(Stored records)
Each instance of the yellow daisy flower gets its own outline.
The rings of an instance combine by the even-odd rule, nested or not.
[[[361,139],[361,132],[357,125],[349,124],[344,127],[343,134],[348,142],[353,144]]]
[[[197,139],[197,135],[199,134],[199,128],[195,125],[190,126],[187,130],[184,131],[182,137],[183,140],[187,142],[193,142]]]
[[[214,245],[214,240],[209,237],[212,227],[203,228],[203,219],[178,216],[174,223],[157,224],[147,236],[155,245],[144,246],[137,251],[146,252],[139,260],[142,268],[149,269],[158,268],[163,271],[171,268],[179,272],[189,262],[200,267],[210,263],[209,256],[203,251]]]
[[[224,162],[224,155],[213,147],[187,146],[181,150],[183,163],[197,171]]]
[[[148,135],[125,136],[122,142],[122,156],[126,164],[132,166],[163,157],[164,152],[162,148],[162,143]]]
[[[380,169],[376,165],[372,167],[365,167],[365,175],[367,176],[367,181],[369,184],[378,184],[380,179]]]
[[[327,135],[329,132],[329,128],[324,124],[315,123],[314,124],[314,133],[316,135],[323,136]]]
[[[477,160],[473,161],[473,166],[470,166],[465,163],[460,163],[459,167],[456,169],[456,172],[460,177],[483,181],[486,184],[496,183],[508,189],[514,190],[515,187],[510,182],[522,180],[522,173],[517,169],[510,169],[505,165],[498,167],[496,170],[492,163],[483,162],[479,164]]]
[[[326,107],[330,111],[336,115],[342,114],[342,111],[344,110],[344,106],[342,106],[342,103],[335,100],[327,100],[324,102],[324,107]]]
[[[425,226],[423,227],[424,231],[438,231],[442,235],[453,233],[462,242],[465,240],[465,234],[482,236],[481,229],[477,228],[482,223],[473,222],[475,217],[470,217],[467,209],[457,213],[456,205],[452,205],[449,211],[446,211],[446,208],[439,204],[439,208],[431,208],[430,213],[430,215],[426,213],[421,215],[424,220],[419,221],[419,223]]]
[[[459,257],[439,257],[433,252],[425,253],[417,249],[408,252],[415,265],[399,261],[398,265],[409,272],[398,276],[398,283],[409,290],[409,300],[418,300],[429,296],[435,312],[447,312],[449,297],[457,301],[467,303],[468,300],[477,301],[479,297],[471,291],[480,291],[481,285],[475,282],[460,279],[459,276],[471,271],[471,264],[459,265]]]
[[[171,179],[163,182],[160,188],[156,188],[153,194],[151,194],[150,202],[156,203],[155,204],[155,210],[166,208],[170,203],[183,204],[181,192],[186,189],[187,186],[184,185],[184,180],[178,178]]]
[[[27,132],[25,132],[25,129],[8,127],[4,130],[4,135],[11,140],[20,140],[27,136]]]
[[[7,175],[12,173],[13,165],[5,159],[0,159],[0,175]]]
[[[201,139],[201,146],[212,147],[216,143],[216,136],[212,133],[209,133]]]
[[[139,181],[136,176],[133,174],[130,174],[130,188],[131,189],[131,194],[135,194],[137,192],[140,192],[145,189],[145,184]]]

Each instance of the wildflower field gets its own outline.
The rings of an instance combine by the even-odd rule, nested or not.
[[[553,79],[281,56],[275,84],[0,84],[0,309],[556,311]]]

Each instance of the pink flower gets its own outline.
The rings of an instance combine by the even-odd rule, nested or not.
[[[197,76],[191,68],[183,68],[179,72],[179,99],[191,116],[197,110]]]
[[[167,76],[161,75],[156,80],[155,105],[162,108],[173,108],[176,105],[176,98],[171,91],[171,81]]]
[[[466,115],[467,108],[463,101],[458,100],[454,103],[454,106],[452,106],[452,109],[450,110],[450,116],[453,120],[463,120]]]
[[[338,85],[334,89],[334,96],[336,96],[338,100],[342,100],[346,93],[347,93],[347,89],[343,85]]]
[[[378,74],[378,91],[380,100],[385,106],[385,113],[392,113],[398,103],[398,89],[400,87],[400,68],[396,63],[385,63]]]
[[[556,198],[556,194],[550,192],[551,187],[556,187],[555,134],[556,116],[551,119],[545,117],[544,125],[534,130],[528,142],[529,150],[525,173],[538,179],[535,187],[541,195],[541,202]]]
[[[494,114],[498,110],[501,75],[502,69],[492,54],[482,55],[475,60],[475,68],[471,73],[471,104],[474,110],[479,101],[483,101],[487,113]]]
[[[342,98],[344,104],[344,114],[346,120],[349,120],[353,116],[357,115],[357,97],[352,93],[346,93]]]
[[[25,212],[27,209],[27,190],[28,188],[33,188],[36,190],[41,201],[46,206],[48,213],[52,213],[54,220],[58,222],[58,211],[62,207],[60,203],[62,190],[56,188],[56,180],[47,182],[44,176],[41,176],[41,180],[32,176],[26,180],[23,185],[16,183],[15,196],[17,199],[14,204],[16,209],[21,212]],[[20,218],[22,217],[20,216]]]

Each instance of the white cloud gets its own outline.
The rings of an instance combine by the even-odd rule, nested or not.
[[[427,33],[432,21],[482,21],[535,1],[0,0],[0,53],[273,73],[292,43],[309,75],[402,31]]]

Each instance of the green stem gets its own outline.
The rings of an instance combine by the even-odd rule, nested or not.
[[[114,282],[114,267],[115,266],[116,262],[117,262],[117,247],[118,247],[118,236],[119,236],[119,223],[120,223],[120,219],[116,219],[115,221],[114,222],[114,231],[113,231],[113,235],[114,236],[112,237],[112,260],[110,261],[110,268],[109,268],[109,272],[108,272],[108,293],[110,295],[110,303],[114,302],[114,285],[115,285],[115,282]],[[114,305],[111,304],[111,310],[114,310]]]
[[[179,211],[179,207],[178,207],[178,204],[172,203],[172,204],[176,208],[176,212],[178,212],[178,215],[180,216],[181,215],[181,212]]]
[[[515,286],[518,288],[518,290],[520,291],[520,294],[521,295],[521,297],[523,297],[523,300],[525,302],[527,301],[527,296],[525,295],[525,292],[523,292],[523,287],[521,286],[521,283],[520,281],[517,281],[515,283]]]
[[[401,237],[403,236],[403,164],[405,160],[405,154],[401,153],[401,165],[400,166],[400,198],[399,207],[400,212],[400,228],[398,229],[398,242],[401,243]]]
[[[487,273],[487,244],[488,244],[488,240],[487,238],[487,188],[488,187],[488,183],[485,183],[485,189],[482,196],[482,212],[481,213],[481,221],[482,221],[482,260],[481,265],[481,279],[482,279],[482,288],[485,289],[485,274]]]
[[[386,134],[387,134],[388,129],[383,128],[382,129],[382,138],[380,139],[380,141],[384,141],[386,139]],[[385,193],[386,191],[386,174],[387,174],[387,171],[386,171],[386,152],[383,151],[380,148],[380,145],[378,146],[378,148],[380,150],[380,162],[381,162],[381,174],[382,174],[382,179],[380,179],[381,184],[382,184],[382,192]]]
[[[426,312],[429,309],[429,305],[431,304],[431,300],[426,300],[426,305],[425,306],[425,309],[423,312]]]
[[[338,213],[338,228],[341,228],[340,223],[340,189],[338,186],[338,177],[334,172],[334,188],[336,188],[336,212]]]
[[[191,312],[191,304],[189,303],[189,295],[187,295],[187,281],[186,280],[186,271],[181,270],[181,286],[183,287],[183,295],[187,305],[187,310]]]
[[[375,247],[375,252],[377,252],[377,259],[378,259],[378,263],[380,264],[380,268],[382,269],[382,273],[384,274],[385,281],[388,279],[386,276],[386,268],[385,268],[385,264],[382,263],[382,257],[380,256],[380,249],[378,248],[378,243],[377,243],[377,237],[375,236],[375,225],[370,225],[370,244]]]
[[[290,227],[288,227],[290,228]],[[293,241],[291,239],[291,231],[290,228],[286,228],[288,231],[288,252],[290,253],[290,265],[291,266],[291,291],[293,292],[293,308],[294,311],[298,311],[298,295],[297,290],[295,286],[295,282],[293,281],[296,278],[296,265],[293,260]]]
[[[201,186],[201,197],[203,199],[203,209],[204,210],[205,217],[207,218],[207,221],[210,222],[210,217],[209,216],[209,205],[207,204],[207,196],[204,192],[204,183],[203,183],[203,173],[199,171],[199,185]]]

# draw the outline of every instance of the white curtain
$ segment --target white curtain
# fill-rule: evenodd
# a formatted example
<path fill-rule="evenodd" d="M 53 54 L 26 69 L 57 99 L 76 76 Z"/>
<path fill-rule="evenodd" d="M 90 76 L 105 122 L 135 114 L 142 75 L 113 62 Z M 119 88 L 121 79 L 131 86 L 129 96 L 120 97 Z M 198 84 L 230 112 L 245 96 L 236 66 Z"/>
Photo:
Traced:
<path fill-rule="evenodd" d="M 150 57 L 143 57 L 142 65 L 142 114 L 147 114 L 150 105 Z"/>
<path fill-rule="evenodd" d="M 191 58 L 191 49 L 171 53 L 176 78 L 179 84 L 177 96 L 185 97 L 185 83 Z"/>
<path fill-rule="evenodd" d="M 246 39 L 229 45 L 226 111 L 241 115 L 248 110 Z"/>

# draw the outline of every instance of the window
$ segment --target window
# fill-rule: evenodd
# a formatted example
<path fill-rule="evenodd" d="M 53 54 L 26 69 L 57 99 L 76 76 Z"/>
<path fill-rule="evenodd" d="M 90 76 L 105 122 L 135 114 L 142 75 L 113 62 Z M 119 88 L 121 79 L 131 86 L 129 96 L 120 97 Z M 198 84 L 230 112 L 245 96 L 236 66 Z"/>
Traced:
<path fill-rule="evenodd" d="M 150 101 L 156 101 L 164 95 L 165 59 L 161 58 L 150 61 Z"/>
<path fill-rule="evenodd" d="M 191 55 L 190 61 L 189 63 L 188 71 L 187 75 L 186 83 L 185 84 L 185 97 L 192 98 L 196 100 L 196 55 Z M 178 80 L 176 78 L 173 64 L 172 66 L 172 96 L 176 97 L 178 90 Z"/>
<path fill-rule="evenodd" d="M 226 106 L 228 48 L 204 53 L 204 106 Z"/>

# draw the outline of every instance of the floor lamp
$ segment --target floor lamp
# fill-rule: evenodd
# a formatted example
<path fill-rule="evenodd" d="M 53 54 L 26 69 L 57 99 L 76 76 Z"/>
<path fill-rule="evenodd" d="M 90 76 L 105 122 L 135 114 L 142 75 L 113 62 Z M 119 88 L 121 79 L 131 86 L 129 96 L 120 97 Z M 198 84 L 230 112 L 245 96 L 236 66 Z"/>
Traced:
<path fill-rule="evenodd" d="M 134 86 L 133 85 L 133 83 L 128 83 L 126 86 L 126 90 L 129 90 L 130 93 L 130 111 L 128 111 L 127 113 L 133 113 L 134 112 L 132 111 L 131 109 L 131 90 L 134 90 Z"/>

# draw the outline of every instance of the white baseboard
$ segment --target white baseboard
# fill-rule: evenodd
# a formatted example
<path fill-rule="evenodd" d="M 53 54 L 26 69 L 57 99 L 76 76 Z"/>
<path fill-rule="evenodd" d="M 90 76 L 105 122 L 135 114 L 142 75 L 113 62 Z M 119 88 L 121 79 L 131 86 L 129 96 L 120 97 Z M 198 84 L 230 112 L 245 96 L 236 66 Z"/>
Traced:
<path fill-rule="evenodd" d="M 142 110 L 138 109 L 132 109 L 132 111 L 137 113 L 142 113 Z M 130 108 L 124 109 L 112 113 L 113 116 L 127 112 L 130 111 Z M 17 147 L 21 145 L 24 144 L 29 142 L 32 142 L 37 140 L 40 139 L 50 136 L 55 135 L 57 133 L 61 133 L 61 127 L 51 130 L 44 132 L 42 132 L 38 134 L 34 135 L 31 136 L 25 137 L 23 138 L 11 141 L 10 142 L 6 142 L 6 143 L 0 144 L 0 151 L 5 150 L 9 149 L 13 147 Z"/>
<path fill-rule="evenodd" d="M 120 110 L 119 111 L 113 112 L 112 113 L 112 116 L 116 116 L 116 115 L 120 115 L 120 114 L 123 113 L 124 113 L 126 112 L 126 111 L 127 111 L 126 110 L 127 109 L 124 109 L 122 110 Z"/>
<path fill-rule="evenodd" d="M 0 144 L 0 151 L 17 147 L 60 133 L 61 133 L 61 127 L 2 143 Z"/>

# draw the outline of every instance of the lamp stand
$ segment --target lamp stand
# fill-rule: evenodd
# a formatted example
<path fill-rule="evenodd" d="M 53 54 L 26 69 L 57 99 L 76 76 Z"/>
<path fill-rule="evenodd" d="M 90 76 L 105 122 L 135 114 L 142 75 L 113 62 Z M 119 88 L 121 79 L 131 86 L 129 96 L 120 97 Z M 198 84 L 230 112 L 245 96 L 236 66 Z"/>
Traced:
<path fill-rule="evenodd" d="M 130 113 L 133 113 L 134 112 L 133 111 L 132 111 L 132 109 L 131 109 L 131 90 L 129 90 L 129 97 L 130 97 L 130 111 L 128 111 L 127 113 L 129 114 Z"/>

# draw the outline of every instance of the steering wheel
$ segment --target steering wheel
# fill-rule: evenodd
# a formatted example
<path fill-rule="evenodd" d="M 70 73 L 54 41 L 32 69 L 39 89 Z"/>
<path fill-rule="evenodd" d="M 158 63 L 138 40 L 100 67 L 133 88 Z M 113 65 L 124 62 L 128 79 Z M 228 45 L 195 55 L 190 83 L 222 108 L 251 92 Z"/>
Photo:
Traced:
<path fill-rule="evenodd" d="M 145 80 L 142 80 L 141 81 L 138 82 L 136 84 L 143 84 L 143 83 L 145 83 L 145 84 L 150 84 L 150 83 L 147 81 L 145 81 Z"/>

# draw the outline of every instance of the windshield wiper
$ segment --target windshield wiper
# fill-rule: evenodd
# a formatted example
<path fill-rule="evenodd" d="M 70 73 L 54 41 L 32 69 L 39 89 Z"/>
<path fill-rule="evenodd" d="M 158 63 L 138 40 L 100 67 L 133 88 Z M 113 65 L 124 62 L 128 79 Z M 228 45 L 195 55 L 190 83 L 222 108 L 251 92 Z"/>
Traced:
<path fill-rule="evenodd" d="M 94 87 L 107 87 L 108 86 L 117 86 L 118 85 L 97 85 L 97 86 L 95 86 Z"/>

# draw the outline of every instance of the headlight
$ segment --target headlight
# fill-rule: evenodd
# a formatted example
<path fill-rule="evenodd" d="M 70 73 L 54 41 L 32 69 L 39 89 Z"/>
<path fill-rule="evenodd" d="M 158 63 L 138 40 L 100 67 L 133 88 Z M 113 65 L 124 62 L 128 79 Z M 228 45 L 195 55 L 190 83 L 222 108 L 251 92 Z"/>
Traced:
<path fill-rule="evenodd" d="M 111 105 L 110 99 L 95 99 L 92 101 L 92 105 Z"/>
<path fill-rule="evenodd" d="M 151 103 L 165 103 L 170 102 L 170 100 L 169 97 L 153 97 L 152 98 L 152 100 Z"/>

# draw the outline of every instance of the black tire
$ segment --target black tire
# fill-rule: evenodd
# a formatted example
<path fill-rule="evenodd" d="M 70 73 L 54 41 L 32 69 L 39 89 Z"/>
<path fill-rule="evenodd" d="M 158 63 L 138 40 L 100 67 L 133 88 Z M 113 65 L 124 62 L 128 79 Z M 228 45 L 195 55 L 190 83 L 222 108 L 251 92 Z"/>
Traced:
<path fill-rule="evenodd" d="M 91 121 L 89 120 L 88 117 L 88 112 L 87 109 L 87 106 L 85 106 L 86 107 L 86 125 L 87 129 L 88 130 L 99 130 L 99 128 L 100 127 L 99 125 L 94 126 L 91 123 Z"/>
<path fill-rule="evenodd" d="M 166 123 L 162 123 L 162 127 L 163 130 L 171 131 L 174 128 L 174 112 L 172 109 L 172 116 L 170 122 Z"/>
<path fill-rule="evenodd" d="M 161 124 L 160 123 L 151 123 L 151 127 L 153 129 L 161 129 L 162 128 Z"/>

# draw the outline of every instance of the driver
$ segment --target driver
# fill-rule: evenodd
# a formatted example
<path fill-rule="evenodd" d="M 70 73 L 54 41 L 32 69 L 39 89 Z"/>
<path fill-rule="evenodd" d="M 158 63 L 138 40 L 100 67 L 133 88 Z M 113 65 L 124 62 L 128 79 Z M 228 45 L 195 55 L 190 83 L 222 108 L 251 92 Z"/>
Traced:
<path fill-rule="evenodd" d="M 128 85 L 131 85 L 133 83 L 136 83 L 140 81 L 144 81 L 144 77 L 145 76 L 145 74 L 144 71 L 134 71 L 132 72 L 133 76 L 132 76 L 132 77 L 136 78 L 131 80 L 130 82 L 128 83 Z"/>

#### Aim:
Reproduce the lines of the records verbatim, beginning at the line that contains "# draw the outline of every instance of the steering" and ending with the line that contains "151 103 L 165".

#### Solution for this problem:
# draw the outline of every instance of the steering wheel
$ segment --target steering wheel
# fill-rule: evenodd
# a formatted example
<path fill-rule="evenodd" d="M 70 73 L 54 41 L 32 69 L 39 89 Z"/>
<path fill-rule="evenodd" d="M 158 63 L 138 40 L 100 67 L 133 88 Z M 113 65 L 124 62 L 128 79 Z M 228 45 L 195 55 L 190 83 L 222 108 L 251 92 Z"/>
Photo:
Traced:
<path fill-rule="evenodd" d="M 145 80 L 142 80 L 141 81 L 138 82 L 136 84 L 143 84 L 143 83 L 145 83 L 145 84 L 150 84 L 150 83 L 147 81 L 145 81 Z"/>

# draw the outline of every instance of the windshield wiper
$ segment --target windshield wiper
# fill-rule: evenodd
# a formatted example
<path fill-rule="evenodd" d="M 70 73 L 54 41 L 32 69 L 39 89 Z"/>
<path fill-rule="evenodd" d="M 158 63 L 138 40 L 100 67 L 133 88 Z M 113 65 L 124 62 L 128 79 Z M 228 45 L 195 55 L 190 83 L 222 108 L 251 92 Z"/>
Traced:
<path fill-rule="evenodd" d="M 94 87 L 107 87 L 108 86 L 117 86 L 118 85 L 97 85 L 97 86 L 95 86 Z"/>

# draw the outline of every instance of the headlight
$ segment --target headlight
# fill-rule: evenodd
# a formatted example
<path fill-rule="evenodd" d="M 70 73 L 54 41 L 32 69 L 39 89 Z"/>
<path fill-rule="evenodd" d="M 158 63 L 138 40 L 100 67 L 133 88 Z M 113 65 L 124 62 L 128 79 Z M 228 45 L 195 55 L 190 83 L 222 108 L 251 92 Z"/>
Traced:
<path fill-rule="evenodd" d="M 111 105 L 110 99 L 95 99 L 92 101 L 92 105 Z"/>
<path fill-rule="evenodd" d="M 151 103 L 165 103 L 170 102 L 170 100 L 169 97 L 153 97 L 152 98 L 152 100 Z"/>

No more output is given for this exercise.